TEXT PASSAGE:
——

I apologize for the lack of wit in the past few paragraphs. This morning's not been a subject that particulary begs it. It's just that since Nick's visit reminded of the pleasures of exploring, I'm feeling considerably more romantic. But I know I'm not being read for my romantic tendencies. If anything, I'm being read for my habitual lack of them. I suppose that's one of the problems with the medium. I said once that a blog was superior to a personal diary because when you write in a diary, you're never altogether sure who you're writing for, whereas with a blog, you know you're being read. You're not writing for yourself at all. Furthermore you're being constantly criticized. As with any medium, you have to keep the audience's attention, which does put a certain strain on you. It keeps you from getting lazy--or at the very least, it makes you paranoid. But frankly laziness is a much more powerful force than paranoia. So I must think of something to be acerbic about.
There have been interesting things since the last post, really. For one, I've realized exactly what I want out of this college. It's not education. It's not connections. It's not experience. It's prestige. That's the one thing I can't get for myself. I want wood paneling and robes and cobblestones and documents Latin and young scholars confidently striding four abreast across Parliament square to a lecture delivered by some fierce-haired old don. I got two of those things yesterday: first, I discovered another place to eat. The main dining hall, which, for some reason, no one ever uses, is a massive hall with thick wood tables and a fifty-foot ceiling, with gigantic paintings of former chancellors, dating back to the 1600's, all around the room. It's all wood paneling, and it's nearly empty. Very peaceful and prestigious. It was delightful in the extreme. And secondly, apparently the provost wears a cape. Yes, a cape. No, not like Superman. Like a scholar. He does the robes and everything. How cool is that?
Oh yes, and one more thing: this evening, in the high-ceilinged Rococo exam hall, which I would guess dates from the 1700's, there is a Trinity vs. Cambridge boxing match on. I think I shall have to go. Caesar's Palace is one thing, the Exam Hall is quite another.
I would blather on, but I have Sin in five minutes.
Okay, it's called Sin and Redemption, but I highly doubt anyone's all that interested in the latter half. But then again, given that the books are Piers Plowman and the ghastly Pamela (the bane of every English major; it seems that the English major's purpose in life is to read these books so that no one else has to), it doesn't look like the sinning's going to be as juicy as it should be. Bah. I'll have to go find my own.

——

DATASET CONTENT:
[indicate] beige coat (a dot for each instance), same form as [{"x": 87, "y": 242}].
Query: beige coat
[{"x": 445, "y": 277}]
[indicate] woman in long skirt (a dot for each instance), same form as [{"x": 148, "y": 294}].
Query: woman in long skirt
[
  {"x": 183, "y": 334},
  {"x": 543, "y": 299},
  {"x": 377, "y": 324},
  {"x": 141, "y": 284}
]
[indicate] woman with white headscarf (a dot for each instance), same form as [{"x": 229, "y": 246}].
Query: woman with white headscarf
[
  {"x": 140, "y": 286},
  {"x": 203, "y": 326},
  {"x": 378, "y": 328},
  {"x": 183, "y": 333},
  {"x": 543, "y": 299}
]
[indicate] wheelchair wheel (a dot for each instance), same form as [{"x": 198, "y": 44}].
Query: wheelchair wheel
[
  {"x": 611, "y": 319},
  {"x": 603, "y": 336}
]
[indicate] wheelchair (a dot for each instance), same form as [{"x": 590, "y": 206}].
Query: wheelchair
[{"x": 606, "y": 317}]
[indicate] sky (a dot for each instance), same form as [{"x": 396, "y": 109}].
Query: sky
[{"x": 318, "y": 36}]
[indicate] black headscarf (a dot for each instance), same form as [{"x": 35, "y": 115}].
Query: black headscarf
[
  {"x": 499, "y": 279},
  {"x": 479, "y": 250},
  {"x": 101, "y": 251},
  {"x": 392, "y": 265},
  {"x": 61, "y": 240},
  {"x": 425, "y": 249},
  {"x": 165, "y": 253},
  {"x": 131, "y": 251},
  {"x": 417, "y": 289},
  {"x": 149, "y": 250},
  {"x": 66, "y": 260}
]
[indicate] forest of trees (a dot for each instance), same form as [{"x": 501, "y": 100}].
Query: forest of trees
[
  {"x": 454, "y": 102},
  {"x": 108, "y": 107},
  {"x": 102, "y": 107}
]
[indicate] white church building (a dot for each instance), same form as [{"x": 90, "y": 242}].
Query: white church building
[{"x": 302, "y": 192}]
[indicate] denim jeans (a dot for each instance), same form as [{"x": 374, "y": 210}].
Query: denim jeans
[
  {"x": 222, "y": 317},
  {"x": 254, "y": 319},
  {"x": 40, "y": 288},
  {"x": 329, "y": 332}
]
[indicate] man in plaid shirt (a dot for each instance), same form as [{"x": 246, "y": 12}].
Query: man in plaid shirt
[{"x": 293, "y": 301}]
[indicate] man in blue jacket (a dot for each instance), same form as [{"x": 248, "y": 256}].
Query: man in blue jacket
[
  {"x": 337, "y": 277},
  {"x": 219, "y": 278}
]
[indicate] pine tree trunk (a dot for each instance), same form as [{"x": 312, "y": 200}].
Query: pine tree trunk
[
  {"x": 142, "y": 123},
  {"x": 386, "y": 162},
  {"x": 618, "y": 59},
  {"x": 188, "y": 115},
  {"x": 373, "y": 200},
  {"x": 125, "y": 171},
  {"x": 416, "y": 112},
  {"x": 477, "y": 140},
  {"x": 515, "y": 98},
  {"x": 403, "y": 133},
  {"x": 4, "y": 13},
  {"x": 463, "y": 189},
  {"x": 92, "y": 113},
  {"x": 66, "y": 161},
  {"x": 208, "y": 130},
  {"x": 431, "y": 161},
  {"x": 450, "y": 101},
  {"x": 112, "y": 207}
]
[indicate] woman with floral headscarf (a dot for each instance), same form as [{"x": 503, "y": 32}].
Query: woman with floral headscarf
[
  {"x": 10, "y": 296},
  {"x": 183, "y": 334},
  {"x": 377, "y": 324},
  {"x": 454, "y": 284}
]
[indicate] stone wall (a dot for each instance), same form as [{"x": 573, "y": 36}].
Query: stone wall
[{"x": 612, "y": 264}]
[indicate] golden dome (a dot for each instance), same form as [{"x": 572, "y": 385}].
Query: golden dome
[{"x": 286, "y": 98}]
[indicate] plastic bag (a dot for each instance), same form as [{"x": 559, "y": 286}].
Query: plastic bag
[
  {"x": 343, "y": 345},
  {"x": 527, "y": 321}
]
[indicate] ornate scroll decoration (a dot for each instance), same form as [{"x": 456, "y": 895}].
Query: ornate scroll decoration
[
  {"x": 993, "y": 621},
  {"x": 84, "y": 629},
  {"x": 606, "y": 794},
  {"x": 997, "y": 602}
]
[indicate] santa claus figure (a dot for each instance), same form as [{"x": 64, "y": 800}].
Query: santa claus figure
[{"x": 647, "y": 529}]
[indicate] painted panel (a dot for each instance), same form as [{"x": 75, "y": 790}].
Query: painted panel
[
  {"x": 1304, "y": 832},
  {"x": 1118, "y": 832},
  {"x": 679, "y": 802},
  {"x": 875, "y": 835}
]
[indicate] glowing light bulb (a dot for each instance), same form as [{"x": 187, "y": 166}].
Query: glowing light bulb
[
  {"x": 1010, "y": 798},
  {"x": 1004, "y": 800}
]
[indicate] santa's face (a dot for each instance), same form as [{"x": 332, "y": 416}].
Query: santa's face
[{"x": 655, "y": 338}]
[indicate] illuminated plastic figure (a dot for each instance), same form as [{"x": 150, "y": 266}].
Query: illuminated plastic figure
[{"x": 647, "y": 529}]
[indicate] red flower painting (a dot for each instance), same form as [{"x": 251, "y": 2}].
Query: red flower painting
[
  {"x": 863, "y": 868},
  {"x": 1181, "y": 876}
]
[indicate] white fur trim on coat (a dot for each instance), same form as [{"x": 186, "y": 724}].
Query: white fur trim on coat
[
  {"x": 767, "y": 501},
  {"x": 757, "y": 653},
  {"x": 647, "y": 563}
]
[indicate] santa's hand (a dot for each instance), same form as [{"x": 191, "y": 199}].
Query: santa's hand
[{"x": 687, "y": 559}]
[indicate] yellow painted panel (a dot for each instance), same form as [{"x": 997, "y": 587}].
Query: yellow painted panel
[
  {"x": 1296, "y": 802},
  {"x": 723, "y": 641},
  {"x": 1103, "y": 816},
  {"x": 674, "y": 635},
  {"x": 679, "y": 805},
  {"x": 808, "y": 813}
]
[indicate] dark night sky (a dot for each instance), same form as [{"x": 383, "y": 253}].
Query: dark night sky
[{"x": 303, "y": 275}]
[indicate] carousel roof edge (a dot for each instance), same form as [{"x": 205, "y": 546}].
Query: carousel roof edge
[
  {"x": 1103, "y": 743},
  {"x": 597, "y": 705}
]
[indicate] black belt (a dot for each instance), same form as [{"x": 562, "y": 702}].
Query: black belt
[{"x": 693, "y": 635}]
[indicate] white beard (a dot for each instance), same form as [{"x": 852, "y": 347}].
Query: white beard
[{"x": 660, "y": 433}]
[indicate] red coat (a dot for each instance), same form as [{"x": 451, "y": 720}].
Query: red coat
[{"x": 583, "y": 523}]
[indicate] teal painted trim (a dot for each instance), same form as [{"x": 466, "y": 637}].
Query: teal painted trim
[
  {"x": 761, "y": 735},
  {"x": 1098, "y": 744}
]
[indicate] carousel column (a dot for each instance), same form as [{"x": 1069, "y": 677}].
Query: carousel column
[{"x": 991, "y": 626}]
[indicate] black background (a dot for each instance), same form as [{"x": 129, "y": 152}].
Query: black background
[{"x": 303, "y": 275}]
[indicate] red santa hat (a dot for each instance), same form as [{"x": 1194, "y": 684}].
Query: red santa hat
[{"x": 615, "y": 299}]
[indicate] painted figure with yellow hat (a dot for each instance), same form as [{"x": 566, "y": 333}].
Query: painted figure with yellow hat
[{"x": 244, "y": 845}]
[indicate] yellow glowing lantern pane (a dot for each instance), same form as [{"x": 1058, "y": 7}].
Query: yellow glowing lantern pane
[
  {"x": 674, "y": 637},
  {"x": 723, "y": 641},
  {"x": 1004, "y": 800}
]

——

WHAT YOU WILL DO:
Answer these questions from the blog post:
1. What does the writer say is wanted out of the college?
2. Whose portraits hang around the main dining hall?
3. Which two books are assigned in the Sin and Redemption course?

EXERCISE RESPONSE:
1. Prestige.
2. Former chancellors, in gigantic paintings dating back to the 1600's.
3. Piers Plowman and Pamela.